- WORK TO COMPLETE:
Please write out the material below again, swapping "screenshot" for "image" everywhere it occurs and leaving everything else unchanged. Leave the pictures out of your answer.

- DATA EXTRACT:
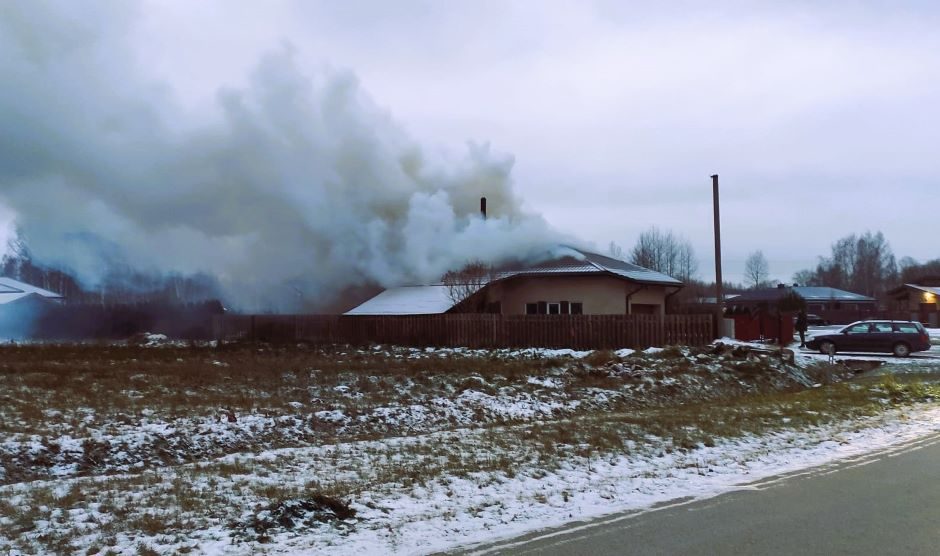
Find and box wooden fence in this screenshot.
[213,314,714,349]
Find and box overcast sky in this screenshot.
[1,0,940,281]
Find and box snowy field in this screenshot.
[0,338,940,554]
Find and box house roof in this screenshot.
[345,284,454,315]
[344,246,682,315]
[498,246,682,286]
[0,276,62,305]
[904,284,940,295]
[734,286,875,303]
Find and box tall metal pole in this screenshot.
[712,174,725,337]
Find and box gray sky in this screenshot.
[3,0,940,281]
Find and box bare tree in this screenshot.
[744,249,770,289]
[800,232,910,297]
[630,226,698,282]
[441,260,495,312]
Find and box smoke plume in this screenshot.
[0,2,558,310]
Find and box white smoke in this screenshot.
[0,2,560,310]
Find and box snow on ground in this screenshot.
[0,404,940,555]
[0,344,940,555]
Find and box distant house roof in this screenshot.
[344,246,682,315]
[734,286,875,303]
[892,284,940,295]
[345,284,454,315]
[0,276,62,305]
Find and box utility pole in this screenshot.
[712,174,725,337]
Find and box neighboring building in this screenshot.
[346,247,683,315]
[0,277,62,339]
[726,284,878,324]
[0,276,62,306]
[887,277,940,328]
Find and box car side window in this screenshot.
[848,322,869,334]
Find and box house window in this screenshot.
[525,301,582,315]
[630,303,659,315]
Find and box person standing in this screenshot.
[796,309,807,347]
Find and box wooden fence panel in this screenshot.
[213,314,714,350]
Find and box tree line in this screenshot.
[608,227,940,298]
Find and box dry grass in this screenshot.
[0,346,940,554]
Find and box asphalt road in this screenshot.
[470,434,940,555]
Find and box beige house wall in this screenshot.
[487,276,675,315]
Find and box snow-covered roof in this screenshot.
[344,246,682,315]
[734,286,875,303]
[793,286,875,301]
[0,276,62,305]
[499,247,682,286]
[345,284,454,315]
[904,284,940,295]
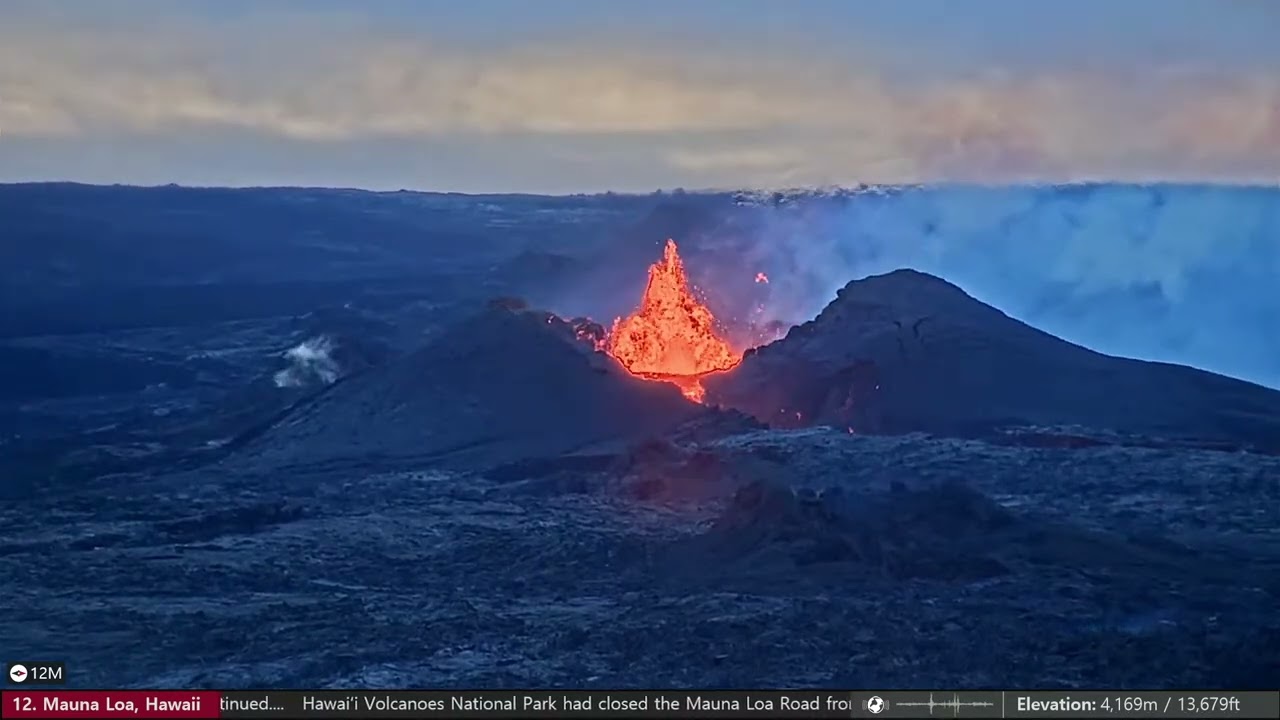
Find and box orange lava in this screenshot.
[605,240,742,402]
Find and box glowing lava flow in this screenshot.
[605,240,742,402]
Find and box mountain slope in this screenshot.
[704,270,1280,448]
[222,306,703,468]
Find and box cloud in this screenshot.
[0,10,1280,187]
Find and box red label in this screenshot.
[0,691,221,717]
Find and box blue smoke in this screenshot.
[700,184,1280,387]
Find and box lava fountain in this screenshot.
[605,240,742,402]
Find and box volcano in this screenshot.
[605,240,742,402]
[220,302,704,468]
[705,270,1280,451]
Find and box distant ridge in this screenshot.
[705,269,1280,451]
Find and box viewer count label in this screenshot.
[8,660,67,685]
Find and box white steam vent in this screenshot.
[274,336,342,387]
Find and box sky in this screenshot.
[0,0,1280,193]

- ANSWER TO THIS PROBLEM:
Find and box wooden fence in this image.
[213,314,714,349]
Find and box overcast sky in this image.
[1,0,940,281]
Find and box snowy field in this image.
[0,338,940,554]
Find and box house roof in this image.
[345,284,454,315]
[344,246,682,315]
[498,246,682,286]
[0,276,62,305]
[904,284,940,295]
[734,286,875,303]
Find and box tall metal pole in this image.
[712,174,725,337]
Find and box gray sky in this image.
[3,0,940,281]
Find and box bare tree in this image.
[744,249,770,289]
[800,232,910,297]
[630,226,698,282]
[441,260,495,312]
Find and box smoke plume in this image.
[0,2,558,310]
Find and box white smoke in this image.
[0,2,560,310]
Find and box snow on ground in this image.
[0,404,940,555]
[0,344,940,555]
Find and box distant house roof in this image.
[344,246,682,315]
[734,286,875,303]
[892,284,940,295]
[345,284,454,315]
[0,276,62,305]
Find and box utility pole in this image.
[712,174,725,337]
Find and box neighboring building in this image.
[346,247,683,315]
[0,277,62,339]
[726,284,878,324]
[0,276,62,306]
[887,277,940,328]
Find and box car side window in this image.
[848,322,869,334]
Find and box house window in this image.
[525,301,582,315]
[630,303,659,315]
Find and box person standing in this image.
[796,309,807,347]
Find and box wooden fence panel in this image.
[213,314,714,350]
Find and box tree line in this image.
[608,227,940,298]
Find and box dry grass in this image.
[0,346,940,554]
Find and box asphalt road in this image.
[470,434,940,555]
Find and box beige house wall in this image.
[487,276,675,315]
Find and box snow-covered roof in this image.
[344,246,682,315]
[734,286,875,303]
[793,286,875,301]
[0,276,62,305]
[499,247,682,286]
[345,284,454,315]
[904,284,940,295]
Find and box orange lava in this image.
[605,240,742,402]
Find and box glowing lava flow in this image.
[605,240,742,402]
Find and box mountain slope in this image.
[704,270,1280,448]
[222,306,703,468]
Find and box cloud in this image.
[0,10,1280,187]
Find and box red label in this image.
[0,691,221,717]
Find and box blue smoke in this image.
[700,184,1280,387]
Find and box lava fountain in this image.
[605,240,742,402]
Find and box volcano in this image.
[605,240,742,402]
[220,302,704,468]
[705,270,1280,451]
Find and box distant ridge in this image.
[705,269,1280,451]
Find and box viewer count label in this image.
[8,660,67,685]
Find and box white steam vent in this image.
[274,336,342,387]
Find and box sky in this image.
[0,0,1280,193]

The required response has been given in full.